• **Questions on the material**:
a: Decide whether each statement agrees with the Techdirt history post. Answer yes or no for each, and quote the words from the post that decide it.
(i) In 2014, Warner Bros. was ordered to reveal its automated DMCA takedown notice process.
(ii) The music labels lost their suit against Grooveshark.
(iii) The Grooveshark ruling damaged DMCA safe harbors.
b: Copy word for word everything in the Techdirt history post from "This Week In Techdirt" down to "it could have.".

[Document segment — start]

This Week In Techdirt History: September 29th - October 5th
from the not-so-distant-past dept
Five Years Ago
This week in 2014, while Roca Labs was going off the rails in a case that kept getting more and more bizarre, we saw a mixed bag of court decisions: Warner Bros. was ordered to reveal its automated DMCA takedown notice process, a judge adjusted the MP3Tunes ruling while blasting both sides for their approach, and the music labels unsurprisingly won their suit against Grooveshark — with the silver lining that the ruling didn't screw up DMCA safe harbors like it could have.
Meanwhile, Eric Holder was employing some disgusting FUD in his fight against phone encryption (and wasn't alone), as it became clear just how little he cared about digital rights.

[Document segment — finish]
[Collected data — start]

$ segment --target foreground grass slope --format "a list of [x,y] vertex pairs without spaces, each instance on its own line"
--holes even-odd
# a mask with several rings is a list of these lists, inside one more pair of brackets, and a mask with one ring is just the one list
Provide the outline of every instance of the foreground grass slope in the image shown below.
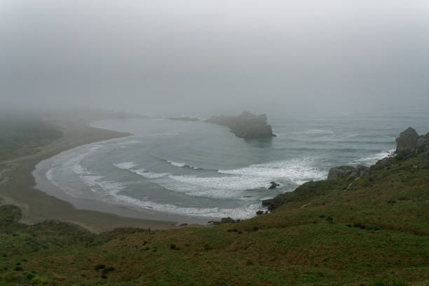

[Collected data — finish]

• **Task-by-task results**:
a:
(i) Yes: "Warner Bros. was ordered to reveal its automated DMCA takedown notice process"
(ii) No: "the music labels unsurprisingly won their suit against Grooveshark"
(iii) No: "the ruling didn't screw up DMCA safe harbors like it could have"

b:
This Week In Techdirt History: September 29th - October 5th
from the not-so-distant-past dept
Five Years Ago
This week in 2014, while Roca Labs was going off the rails in a case that kept getting more and more bizarre, we saw a mixed bag of court decisions: Warner Bros. was ordered to reveal its automated DMCA takedown notice process, a judge adjusted the MP3Tunes ruling while blasting both sides for their approach, and the music labels unsurprisingly won their suit against Grooveshark — with the silver lining that the ruling didn't screw up DMCA safe harbors like it could have.